== DATA ==
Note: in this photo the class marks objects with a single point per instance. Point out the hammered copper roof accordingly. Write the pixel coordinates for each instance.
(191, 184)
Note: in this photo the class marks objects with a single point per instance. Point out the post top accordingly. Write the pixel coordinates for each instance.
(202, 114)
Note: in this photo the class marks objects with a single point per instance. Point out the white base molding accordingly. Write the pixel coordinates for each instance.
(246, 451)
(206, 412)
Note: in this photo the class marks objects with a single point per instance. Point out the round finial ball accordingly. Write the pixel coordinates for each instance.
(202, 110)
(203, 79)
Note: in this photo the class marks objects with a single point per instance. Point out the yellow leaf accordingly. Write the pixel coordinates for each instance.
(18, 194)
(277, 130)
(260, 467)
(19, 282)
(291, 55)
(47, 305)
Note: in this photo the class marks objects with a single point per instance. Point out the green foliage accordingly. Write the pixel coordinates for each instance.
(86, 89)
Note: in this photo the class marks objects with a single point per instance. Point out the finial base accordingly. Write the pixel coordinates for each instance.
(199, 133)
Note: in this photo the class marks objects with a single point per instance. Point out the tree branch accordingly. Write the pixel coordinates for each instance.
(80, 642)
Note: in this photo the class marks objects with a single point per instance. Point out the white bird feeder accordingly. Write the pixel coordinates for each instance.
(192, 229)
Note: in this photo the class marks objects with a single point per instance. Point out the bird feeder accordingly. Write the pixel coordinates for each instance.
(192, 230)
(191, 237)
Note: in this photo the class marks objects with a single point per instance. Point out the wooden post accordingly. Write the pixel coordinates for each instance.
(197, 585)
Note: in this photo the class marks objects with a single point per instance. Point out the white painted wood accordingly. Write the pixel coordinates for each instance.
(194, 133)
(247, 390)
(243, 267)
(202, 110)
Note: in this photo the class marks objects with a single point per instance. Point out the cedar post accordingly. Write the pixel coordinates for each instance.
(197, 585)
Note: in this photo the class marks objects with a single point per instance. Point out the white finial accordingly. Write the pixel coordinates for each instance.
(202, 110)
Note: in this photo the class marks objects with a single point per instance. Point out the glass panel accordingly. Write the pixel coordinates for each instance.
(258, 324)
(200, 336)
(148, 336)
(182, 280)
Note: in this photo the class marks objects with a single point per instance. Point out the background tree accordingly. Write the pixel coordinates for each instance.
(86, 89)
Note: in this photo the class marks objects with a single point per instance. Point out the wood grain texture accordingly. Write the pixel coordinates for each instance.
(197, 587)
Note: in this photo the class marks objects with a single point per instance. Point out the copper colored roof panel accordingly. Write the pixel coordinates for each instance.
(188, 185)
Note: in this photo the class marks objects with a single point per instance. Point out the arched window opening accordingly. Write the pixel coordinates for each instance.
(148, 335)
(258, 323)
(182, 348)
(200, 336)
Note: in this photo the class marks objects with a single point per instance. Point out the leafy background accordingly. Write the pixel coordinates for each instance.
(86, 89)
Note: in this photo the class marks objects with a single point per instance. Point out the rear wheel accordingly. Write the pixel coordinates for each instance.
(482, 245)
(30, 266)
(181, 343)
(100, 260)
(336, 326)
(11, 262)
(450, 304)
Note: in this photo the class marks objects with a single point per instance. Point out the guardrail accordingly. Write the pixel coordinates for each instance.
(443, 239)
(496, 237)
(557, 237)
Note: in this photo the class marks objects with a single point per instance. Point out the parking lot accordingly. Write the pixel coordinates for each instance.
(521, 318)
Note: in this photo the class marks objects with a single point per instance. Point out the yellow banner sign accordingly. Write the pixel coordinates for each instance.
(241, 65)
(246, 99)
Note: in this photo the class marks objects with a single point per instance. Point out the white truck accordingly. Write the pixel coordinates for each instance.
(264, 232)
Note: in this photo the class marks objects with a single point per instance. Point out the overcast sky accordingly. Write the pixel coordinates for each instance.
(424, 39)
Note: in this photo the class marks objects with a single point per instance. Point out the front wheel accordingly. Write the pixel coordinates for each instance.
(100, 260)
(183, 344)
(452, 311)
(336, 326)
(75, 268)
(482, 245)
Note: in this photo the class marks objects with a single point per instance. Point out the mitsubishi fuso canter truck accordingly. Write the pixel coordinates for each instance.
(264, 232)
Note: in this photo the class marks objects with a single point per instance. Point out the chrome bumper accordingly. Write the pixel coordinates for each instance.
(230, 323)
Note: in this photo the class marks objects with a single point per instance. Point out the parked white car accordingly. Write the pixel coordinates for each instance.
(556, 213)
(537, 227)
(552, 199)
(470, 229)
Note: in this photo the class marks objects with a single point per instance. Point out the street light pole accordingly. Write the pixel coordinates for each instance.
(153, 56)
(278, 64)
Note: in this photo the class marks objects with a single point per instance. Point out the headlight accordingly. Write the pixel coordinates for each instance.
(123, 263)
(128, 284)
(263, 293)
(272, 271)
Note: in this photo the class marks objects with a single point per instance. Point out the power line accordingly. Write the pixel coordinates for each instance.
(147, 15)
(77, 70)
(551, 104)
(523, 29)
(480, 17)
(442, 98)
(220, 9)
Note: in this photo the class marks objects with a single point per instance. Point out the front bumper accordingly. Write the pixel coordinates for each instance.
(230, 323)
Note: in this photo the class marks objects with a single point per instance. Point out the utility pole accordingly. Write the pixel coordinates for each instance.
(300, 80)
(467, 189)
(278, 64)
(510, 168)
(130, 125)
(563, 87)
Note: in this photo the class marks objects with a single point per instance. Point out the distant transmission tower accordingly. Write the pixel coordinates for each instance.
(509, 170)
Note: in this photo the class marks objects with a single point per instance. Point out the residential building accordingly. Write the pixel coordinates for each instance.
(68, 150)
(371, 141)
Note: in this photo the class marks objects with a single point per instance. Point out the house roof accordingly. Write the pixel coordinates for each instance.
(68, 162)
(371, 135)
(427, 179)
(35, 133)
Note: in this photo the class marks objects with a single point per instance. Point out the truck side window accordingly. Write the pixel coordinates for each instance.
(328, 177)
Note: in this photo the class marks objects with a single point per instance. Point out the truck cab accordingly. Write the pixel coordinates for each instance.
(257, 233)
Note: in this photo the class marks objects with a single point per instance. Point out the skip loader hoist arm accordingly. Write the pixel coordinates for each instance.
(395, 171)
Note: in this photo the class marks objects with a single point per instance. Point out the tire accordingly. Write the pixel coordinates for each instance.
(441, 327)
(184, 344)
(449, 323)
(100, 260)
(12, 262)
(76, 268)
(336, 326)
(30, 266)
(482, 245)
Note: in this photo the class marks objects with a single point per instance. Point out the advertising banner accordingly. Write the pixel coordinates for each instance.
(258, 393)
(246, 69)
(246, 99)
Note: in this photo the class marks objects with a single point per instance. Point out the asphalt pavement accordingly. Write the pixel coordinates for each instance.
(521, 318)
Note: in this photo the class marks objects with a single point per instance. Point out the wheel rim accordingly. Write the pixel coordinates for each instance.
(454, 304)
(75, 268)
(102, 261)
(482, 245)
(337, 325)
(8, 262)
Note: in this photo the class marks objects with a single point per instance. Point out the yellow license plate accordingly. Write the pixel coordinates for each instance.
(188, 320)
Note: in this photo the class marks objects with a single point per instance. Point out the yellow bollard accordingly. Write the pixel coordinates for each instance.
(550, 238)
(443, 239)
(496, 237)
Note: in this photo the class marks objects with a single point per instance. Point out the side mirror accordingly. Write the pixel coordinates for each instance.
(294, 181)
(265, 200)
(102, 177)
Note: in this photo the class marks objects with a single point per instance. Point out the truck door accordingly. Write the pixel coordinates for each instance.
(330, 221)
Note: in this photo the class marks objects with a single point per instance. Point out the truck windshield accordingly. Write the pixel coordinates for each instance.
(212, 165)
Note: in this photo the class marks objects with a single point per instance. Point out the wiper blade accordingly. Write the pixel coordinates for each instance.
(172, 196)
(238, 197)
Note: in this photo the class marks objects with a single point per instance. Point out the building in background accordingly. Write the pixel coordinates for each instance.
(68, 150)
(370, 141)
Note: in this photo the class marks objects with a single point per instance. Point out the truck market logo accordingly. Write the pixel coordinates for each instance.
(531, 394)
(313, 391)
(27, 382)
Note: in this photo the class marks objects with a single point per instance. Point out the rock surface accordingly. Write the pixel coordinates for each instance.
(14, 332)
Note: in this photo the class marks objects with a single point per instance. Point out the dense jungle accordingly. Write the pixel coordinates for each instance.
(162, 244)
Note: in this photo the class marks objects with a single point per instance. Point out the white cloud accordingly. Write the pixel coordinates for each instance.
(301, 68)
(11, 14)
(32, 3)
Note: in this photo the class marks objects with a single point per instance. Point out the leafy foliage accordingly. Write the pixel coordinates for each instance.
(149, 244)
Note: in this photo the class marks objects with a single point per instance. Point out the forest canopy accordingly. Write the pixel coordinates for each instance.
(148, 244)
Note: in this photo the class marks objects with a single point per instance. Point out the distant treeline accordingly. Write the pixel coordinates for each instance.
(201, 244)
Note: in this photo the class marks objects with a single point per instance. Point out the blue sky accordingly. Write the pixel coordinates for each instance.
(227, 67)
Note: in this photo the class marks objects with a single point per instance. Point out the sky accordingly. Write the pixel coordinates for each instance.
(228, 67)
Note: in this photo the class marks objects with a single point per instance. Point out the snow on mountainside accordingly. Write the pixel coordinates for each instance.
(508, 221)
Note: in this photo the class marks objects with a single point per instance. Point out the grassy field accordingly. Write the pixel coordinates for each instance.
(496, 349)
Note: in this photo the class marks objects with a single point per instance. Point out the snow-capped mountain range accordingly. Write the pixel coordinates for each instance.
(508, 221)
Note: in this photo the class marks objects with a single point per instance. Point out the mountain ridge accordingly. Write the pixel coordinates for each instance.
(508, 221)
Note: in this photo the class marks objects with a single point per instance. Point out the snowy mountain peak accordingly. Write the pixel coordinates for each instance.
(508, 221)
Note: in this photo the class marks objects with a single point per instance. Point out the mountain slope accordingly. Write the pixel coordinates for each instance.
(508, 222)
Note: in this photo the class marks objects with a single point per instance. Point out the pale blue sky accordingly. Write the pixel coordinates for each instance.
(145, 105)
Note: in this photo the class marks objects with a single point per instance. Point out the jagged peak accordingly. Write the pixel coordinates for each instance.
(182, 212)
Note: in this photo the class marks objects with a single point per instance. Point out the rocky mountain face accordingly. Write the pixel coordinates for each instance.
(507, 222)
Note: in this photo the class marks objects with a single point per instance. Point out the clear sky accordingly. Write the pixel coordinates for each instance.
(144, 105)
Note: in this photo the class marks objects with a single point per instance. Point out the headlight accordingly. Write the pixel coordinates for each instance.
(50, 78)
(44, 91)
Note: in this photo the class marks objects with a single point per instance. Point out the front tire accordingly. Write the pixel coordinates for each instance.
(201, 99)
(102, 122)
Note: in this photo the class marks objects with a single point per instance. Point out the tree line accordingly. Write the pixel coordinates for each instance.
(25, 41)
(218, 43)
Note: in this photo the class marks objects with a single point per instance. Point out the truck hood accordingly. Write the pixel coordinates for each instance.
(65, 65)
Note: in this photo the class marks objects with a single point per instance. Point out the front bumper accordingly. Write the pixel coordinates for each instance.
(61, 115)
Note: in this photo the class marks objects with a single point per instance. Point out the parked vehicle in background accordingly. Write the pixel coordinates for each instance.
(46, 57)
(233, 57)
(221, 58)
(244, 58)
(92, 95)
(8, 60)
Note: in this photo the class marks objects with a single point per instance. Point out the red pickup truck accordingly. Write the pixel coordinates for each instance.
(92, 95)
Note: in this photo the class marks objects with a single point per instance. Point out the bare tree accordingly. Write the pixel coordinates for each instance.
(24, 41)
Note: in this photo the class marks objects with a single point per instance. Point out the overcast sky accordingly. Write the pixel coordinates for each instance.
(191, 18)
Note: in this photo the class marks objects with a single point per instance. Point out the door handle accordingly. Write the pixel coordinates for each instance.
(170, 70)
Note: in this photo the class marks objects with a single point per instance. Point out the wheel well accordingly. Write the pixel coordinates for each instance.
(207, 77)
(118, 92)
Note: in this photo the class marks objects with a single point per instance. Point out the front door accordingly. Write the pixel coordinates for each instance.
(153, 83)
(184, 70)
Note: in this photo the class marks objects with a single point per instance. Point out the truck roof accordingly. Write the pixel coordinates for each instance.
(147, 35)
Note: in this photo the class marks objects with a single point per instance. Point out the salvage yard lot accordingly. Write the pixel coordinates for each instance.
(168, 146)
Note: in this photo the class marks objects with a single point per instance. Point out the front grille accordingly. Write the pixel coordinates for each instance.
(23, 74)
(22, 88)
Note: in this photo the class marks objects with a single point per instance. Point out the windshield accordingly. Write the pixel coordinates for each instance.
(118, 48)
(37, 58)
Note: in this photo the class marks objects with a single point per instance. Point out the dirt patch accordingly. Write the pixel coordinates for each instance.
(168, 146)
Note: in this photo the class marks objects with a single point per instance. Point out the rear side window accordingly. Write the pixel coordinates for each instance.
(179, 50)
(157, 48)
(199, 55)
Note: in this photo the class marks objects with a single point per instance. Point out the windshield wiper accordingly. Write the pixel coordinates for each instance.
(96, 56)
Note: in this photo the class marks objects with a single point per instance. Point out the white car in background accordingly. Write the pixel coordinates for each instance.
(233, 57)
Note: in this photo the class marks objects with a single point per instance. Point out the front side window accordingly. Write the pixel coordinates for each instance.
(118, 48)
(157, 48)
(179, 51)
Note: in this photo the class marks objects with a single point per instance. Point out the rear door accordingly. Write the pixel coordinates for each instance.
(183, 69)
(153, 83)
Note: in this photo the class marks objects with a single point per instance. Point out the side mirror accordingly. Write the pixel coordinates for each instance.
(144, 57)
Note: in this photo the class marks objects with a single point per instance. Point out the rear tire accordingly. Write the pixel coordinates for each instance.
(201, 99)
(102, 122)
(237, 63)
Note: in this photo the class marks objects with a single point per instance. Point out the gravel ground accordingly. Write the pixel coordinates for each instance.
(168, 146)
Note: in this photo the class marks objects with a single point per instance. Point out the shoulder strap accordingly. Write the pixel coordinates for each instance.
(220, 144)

== WHAT THIS TASK INVOLVES ==
The line with "out the shoulder" through the last line of the entries above: output exactly those lines and nothing else.

== EXERCISE SOLUTION ==
Note: in this photo the class marks objects with a single point per instance. Point out the shoulder strap accordingly. Write the pixel coordinates for each instance.
(220, 144)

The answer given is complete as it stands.